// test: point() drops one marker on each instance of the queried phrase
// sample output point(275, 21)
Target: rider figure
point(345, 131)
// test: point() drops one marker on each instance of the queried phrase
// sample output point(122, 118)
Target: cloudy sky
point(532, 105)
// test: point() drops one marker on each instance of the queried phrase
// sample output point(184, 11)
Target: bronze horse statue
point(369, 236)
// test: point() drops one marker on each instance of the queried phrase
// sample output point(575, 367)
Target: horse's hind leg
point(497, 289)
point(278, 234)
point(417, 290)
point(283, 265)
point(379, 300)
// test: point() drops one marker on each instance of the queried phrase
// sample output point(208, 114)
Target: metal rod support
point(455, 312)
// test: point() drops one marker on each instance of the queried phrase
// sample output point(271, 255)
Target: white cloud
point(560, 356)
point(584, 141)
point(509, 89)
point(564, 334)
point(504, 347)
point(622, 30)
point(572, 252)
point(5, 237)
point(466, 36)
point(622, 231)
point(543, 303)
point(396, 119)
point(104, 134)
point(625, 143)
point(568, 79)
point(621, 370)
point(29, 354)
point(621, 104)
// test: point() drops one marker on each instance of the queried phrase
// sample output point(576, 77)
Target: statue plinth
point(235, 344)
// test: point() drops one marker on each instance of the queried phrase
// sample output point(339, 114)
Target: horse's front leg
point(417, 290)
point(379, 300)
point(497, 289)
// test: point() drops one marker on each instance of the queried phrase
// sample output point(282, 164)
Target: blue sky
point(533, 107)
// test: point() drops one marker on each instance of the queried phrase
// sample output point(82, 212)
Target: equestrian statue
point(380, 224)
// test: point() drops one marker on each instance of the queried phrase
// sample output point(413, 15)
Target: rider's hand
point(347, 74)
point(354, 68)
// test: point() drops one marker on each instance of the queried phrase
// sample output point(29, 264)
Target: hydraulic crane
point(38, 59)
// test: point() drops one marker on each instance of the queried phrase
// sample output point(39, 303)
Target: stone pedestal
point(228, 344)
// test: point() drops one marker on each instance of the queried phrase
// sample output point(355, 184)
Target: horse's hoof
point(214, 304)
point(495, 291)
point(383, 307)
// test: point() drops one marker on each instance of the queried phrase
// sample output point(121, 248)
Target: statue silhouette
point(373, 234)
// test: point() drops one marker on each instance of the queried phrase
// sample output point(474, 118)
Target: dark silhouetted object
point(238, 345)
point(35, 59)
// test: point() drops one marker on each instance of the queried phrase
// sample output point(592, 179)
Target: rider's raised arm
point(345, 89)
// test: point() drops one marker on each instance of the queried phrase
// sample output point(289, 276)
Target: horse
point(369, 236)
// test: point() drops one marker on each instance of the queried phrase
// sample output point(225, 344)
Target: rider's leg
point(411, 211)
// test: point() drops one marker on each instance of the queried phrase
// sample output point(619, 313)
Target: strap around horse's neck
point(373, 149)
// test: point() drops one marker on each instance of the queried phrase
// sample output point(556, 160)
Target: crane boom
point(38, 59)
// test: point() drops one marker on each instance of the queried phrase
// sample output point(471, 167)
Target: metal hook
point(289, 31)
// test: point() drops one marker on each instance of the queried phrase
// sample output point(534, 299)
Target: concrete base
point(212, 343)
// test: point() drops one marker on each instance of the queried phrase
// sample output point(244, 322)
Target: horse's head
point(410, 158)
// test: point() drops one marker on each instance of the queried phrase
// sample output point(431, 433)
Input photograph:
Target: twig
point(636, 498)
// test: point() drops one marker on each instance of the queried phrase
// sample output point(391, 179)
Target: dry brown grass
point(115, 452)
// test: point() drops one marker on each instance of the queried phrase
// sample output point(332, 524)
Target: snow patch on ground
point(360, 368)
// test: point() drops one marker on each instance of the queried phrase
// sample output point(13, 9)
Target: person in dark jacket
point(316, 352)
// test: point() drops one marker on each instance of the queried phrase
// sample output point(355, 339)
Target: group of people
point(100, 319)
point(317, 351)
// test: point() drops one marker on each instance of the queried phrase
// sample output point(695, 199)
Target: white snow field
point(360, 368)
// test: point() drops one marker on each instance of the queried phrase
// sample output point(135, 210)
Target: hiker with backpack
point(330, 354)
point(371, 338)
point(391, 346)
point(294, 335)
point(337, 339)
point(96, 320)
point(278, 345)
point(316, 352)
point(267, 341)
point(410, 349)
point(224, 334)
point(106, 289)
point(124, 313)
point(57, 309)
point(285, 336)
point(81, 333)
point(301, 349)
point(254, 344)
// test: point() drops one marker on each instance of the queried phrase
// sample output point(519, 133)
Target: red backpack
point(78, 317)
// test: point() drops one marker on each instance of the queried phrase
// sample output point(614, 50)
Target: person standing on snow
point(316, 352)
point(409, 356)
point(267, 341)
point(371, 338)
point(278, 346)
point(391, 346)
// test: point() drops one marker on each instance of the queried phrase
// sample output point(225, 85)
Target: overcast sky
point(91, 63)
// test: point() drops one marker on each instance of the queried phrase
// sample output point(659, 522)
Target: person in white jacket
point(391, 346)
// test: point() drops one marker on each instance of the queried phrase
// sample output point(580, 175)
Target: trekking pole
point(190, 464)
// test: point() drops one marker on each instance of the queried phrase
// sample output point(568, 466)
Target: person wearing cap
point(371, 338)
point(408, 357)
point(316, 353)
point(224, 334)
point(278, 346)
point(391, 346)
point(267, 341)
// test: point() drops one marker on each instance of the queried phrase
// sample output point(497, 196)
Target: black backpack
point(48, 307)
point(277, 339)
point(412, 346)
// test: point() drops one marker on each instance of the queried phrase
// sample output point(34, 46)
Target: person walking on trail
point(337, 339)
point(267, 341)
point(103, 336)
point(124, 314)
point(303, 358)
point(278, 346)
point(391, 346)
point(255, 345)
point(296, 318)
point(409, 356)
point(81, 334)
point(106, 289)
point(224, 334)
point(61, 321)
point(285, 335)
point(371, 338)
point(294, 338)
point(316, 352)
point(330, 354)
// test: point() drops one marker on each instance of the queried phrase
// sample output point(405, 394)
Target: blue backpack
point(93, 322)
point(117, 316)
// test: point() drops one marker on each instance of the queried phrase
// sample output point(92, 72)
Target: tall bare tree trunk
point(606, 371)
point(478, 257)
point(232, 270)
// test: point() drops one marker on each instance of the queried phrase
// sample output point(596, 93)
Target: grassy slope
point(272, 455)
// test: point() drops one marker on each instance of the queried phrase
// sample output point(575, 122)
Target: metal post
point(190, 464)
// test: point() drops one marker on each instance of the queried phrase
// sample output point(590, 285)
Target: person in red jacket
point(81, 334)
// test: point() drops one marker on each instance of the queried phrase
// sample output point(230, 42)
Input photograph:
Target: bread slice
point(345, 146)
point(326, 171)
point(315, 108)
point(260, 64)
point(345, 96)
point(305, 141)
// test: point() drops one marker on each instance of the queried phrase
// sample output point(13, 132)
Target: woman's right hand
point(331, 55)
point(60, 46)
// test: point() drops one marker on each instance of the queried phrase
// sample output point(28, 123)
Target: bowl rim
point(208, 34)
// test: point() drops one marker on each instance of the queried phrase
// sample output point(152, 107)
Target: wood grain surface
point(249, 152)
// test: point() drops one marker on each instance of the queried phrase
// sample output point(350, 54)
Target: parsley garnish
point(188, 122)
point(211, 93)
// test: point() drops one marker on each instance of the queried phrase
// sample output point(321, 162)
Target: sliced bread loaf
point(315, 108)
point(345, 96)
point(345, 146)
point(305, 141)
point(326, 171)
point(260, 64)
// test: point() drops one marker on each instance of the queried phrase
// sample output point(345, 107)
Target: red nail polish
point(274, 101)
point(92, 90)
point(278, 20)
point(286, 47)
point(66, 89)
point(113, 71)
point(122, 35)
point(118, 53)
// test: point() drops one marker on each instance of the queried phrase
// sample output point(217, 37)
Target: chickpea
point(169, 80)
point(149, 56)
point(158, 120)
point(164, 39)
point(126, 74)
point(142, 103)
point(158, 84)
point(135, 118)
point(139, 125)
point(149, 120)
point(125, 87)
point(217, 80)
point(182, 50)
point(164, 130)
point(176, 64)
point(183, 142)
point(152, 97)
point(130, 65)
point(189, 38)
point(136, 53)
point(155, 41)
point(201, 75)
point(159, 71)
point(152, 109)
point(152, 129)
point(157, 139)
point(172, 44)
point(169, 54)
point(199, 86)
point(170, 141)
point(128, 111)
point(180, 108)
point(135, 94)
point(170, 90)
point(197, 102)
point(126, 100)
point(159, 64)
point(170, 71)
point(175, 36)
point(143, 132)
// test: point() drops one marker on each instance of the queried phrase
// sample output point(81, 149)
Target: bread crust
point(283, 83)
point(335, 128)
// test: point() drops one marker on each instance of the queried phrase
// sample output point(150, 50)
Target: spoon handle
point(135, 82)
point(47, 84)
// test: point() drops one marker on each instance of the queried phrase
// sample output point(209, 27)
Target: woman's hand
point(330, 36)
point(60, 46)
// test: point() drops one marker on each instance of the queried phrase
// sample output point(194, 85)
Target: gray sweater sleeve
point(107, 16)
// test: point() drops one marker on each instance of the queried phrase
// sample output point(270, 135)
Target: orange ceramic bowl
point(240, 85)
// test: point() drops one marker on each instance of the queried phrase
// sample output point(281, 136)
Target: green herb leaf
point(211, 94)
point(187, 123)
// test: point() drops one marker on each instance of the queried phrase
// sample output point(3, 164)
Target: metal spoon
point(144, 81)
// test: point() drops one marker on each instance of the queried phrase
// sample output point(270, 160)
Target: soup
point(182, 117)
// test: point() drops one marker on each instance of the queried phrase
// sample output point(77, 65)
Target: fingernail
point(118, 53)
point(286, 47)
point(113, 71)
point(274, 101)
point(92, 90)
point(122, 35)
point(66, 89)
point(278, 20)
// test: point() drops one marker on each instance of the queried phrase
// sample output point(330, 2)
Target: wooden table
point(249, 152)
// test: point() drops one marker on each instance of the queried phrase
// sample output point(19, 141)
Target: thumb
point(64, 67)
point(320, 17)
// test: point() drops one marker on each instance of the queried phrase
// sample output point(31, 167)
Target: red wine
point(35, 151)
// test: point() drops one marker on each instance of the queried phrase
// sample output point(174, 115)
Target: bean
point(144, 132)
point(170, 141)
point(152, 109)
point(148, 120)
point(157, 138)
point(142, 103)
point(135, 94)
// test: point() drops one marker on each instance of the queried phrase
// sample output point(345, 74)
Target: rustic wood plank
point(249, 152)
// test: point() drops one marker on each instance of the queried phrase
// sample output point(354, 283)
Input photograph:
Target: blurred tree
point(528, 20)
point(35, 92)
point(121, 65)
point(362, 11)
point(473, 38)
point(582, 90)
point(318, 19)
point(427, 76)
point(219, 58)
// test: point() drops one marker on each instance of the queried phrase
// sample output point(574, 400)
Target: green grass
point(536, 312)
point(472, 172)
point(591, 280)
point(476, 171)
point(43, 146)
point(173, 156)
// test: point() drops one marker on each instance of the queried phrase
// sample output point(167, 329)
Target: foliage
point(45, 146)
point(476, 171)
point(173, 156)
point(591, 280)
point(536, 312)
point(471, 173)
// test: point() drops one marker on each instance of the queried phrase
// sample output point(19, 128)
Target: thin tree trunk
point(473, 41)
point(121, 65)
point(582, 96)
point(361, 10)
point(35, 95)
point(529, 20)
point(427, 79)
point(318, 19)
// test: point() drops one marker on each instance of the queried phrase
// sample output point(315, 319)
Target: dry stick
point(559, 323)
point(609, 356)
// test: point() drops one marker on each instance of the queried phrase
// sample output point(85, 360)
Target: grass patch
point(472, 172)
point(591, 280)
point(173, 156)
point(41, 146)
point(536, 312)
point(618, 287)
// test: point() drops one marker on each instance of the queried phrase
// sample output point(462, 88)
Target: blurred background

◆ Stated exercise: Identify every line of the records above that contains the word "tree" and copy each such line in full; case counts.

◆ Output of the exercise:
Target: tall bare tree trunk
Target: blurred tree
Target: thin tree trunk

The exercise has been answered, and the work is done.